* _What needs to be done_:
Could you transcribe every entry exactly, leaving nothing out?

* _Exercise material_:
★ ★ ★ ★ ★ ★ ★

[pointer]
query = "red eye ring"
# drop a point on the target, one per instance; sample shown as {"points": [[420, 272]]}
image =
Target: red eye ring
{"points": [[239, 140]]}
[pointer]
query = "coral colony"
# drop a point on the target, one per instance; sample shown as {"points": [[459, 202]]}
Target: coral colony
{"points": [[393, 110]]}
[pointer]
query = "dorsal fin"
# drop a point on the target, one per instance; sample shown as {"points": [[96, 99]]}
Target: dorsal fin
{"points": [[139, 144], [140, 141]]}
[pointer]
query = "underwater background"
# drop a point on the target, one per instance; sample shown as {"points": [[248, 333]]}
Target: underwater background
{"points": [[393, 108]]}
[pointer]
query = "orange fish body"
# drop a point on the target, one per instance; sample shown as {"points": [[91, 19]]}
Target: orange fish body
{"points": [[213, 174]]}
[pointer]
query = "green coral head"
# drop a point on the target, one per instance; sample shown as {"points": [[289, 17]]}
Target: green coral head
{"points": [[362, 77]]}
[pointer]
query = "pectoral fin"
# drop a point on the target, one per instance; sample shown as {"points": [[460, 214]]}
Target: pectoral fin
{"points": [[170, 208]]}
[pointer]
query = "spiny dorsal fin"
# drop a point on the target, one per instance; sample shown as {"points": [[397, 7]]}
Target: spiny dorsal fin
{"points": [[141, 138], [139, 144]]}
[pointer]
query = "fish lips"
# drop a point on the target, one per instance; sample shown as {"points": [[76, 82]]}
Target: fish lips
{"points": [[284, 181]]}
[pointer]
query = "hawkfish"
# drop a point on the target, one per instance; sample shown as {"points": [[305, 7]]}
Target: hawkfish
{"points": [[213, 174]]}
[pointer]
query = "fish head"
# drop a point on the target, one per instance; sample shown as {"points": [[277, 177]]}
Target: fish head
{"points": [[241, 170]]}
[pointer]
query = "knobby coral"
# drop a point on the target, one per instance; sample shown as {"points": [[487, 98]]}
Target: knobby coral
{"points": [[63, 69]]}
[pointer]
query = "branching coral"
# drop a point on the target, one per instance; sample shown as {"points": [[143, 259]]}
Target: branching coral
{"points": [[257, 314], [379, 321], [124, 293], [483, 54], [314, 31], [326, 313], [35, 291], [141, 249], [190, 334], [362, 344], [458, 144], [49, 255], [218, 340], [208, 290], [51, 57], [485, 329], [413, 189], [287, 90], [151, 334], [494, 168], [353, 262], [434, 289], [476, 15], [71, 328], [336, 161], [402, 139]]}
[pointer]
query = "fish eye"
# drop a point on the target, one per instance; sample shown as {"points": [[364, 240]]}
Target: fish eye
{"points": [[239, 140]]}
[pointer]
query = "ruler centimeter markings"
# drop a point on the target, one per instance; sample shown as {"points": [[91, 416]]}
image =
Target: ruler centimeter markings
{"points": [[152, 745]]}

★ ★ ★ ★ ★ ★ ★

* _Finished task_:
[pointer]
query = "red eye ring"
# drop a point on the target, one per instance; sample shown as {"points": [[420, 272]]}
image =
Target: red eye ring
{"points": [[239, 140]]}
[pointer]
query = "coral colony"
# drop a point on the target, one per instance; sample shown as {"points": [[459, 202]]}
Target: coral colony
{"points": [[393, 110]]}
[pointer]
query = "dorsal fin"
# drop a point on the target, one per instance; sample shown as {"points": [[96, 99]]}
Target: dorsal fin
{"points": [[139, 144], [140, 141]]}
[pointer]
query = "underwater background"
# drop a point on the target, one per instance; sample shown as {"points": [[248, 333]]}
Target: underwater background
{"points": [[393, 108]]}
[pointer]
query = "orange fish body"
# drop a point on the target, one per instance; sample shown as {"points": [[91, 19]]}
Target: orange fish body
{"points": [[213, 174]]}
[pointer]
query = "green coral head"
# drop a point on the target, one per instance; sample shown as {"points": [[289, 17]]}
Target: green coral head
{"points": [[362, 77]]}
[pointer]
query = "pectoral fin"
# drop a point on the target, one per instance; sample shown as {"points": [[460, 214]]}
Target: pectoral fin
{"points": [[170, 208]]}
[pointer]
query = "spiny dorsal fin"
# drop a point on the target, one per instance; sample shown as {"points": [[397, 7]]}
Target: spiny dorsal fin
{"points": [[141, 138], [139, 144]]}
[pointer]
query = "fish lips"
# drop a point on the target, one per instance; sample shown as {"points": [[76, 82]]}
Target: fish lips
{"points": [[284, 181]]}
[pointer]
query = "hawkfish"
# drop a point on the target, one per instance; sample shown as {"points": [[305, 7]]}
Target: hawkfish
{"points": [[213, 174]]}
[pointer]
query = "fish head"
# drop a point on the target, one per instance; sample shown as {"points": [[277, 177]]}
Target: fish head
{"points": [[241, 170]]}
[pointer]
query = "knobby coral"
# drop a point on the target, one per instance; sample shown as {"points": [[487, 98]]}
Target: knobby coral
{"points": [[63, 69]]}
[pointer]
query = "branching coral"
# drop a point on the target, one per instance; sample shown as {"points": [[143, 259]]}
Target: branching coral
{"points": [[257, 314], [379, 321], [124, 293], [483, 54], [314, 31], [326, 313], [35, 291], [141, 249], [190, 334], [362, 344], [458, 144], [49, 255], [218, 340], [208, 290], [51, 57], [485, 329], [413, 189], [287, 90], [151, 334], [494, 168], [353, 262], [434, 289], [476, 15], [71, 328], [336, 161], [402, 139]]}
[pointer]
query = "fish eye"
# drop a point on the target, one per instance; sample shown as {"points": [[364, 240]]}
Target: fish eye
{"points": [[239, 140]]}
[pointer]
query = "ruler centimeter markings"
# drop a point on the target, one per instance; sample shown as {"points": [[91, 416]]}
image =
Target: ruler centimeter markings
{"points": [[152, 745]]}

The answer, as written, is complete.